Saved entries
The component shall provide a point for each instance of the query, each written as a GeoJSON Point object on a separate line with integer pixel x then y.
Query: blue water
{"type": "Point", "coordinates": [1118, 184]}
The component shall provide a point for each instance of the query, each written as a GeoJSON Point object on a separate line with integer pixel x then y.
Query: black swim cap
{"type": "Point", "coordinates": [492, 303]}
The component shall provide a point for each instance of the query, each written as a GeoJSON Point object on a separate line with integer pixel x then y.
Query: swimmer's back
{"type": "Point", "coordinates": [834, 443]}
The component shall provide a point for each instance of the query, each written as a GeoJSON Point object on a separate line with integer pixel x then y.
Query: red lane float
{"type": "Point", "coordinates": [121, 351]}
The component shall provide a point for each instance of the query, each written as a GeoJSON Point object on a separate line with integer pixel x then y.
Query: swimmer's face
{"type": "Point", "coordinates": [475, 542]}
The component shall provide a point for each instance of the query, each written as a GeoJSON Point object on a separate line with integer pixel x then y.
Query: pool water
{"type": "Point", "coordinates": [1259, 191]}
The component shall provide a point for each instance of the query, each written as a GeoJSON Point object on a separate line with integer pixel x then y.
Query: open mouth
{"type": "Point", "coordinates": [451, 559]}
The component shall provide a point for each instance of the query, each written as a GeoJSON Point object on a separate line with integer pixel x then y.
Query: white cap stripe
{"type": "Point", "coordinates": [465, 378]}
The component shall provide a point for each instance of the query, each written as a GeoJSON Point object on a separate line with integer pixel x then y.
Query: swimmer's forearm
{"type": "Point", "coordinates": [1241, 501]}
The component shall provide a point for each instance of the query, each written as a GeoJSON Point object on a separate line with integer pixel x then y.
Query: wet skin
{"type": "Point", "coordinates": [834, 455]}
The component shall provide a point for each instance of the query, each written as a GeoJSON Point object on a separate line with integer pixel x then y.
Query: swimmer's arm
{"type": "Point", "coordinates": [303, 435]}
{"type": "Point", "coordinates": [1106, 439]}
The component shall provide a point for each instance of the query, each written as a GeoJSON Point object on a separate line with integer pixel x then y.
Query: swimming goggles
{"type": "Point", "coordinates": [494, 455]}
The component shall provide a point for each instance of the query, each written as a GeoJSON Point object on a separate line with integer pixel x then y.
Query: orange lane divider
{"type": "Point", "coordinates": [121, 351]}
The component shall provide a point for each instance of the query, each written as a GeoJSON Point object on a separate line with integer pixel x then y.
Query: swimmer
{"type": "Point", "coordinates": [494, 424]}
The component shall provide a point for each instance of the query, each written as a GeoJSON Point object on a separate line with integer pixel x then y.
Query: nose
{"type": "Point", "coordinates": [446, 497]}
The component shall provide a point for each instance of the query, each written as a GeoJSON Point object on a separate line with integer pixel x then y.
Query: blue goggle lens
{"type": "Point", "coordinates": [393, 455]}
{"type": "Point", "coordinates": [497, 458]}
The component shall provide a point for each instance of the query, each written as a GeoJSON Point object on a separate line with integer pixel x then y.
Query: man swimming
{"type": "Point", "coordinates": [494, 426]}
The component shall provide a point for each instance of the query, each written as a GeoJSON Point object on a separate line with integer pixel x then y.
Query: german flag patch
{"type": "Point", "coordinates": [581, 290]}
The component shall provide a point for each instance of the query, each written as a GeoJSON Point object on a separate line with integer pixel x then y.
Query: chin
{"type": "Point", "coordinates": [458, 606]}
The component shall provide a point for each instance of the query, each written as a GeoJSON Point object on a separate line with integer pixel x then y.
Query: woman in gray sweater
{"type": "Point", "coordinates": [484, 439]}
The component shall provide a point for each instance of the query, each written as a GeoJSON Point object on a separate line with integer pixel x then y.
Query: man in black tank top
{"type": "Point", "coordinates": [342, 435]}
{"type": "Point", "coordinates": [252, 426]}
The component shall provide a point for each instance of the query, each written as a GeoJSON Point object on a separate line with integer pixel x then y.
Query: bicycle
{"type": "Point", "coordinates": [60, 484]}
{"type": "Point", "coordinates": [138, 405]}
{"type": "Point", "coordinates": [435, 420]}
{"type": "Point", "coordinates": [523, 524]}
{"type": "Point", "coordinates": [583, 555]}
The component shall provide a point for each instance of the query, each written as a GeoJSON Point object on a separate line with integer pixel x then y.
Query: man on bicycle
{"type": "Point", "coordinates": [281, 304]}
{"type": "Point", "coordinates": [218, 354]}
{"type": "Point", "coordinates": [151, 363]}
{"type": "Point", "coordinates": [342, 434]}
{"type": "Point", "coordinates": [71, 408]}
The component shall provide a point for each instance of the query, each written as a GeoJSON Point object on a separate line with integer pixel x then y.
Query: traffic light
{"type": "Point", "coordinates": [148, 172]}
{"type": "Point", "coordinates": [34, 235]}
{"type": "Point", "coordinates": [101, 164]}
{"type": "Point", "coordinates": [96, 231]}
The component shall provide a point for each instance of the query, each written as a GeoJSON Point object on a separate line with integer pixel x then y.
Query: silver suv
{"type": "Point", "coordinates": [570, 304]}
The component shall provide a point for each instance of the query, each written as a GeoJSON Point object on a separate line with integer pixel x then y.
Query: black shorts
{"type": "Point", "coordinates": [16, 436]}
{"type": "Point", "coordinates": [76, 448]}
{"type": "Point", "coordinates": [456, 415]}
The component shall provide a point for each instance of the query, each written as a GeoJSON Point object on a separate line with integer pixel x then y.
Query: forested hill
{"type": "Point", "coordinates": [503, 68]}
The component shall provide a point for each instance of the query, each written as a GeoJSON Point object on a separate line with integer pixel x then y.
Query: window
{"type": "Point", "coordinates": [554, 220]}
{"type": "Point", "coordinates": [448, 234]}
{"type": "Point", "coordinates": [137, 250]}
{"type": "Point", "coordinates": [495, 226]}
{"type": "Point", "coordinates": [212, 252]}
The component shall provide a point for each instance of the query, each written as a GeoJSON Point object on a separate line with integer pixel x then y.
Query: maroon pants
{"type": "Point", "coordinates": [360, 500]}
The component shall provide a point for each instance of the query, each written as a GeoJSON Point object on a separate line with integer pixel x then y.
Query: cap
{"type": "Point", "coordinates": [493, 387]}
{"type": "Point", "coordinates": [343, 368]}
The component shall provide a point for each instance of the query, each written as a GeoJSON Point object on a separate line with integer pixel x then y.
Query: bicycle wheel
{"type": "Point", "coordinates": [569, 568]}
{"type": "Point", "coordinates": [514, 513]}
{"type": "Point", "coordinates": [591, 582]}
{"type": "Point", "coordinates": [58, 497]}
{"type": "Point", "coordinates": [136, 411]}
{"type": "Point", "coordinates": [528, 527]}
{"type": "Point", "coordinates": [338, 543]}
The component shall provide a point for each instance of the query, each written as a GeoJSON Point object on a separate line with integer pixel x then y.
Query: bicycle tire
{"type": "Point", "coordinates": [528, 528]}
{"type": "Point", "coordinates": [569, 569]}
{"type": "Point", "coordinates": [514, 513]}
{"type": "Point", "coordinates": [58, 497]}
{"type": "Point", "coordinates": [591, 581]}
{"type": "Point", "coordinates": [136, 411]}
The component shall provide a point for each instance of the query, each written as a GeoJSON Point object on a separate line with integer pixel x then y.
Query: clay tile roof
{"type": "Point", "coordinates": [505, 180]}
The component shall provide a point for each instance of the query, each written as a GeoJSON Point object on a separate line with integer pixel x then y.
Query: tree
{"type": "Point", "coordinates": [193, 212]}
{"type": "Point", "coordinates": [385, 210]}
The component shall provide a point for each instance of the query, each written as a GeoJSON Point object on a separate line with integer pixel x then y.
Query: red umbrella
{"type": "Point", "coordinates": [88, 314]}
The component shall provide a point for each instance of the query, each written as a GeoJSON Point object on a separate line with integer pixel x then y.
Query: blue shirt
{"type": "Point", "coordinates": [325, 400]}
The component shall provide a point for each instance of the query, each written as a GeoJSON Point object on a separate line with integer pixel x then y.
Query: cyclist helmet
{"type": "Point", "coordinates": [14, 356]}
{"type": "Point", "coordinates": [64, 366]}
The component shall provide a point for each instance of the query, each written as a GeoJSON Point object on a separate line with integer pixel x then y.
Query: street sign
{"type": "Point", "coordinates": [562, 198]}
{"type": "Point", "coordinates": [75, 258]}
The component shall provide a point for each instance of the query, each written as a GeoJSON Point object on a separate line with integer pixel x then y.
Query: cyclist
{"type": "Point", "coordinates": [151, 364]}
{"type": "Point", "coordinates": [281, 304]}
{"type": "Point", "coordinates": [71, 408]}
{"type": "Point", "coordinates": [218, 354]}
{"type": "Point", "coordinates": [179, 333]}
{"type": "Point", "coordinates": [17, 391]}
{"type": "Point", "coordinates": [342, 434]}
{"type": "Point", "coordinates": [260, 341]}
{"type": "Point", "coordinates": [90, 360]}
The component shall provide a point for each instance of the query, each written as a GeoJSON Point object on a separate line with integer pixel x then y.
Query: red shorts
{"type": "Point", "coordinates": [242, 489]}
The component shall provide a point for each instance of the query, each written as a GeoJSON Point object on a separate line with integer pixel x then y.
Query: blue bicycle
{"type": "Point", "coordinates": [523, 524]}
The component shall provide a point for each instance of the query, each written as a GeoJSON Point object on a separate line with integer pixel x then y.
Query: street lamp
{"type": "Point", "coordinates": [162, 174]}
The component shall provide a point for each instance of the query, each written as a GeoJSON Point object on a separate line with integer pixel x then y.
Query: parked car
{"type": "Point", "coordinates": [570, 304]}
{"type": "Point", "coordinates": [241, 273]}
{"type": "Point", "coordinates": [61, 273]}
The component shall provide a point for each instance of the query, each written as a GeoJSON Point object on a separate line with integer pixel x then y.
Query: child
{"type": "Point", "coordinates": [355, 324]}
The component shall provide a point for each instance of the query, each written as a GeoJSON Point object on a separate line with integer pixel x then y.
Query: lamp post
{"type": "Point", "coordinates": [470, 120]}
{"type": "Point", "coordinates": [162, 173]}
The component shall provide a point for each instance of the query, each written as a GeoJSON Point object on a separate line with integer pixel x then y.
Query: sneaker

• [What to do]
Set down only the lines from the line with "Query: street lamp" through the last line of the data above, keeping both the first and the last.

• [Solution]
Query: street lamp
{"type": "Point", "coordinates": [162, 174]}
The component shall provide a point for each instance of the query, each written as a GeoJSON Point object on a separate line with integer pixel x then y.
Query: parked car
{"type": "Point", "coordinates": [570, 304]}
{"type": "Point", "coordinates": [241, 273]}
{"type": "Point", "coordinates": [61, 273]}
The component shall provide a point for each instance of the query, each written as a GeoJSON Point object on a separate line with integer pixel x then y.
Query: child
{"type": "Point", "coordinates": [355, 324]}
The component shall provide a point for each instance of the query, each written as a GeoJSON Point object on a separate line with integer pixel x then y.
Query: lamp post
{"type": "Point", "coordinates": [470, 120]}
{"type": "Point", "coordinates": [162, 173]}
The component shall provide a point for each instance of the query, each written as a GeoJSON Point object on a separate line with integer pixel x then y.
Query: sneaker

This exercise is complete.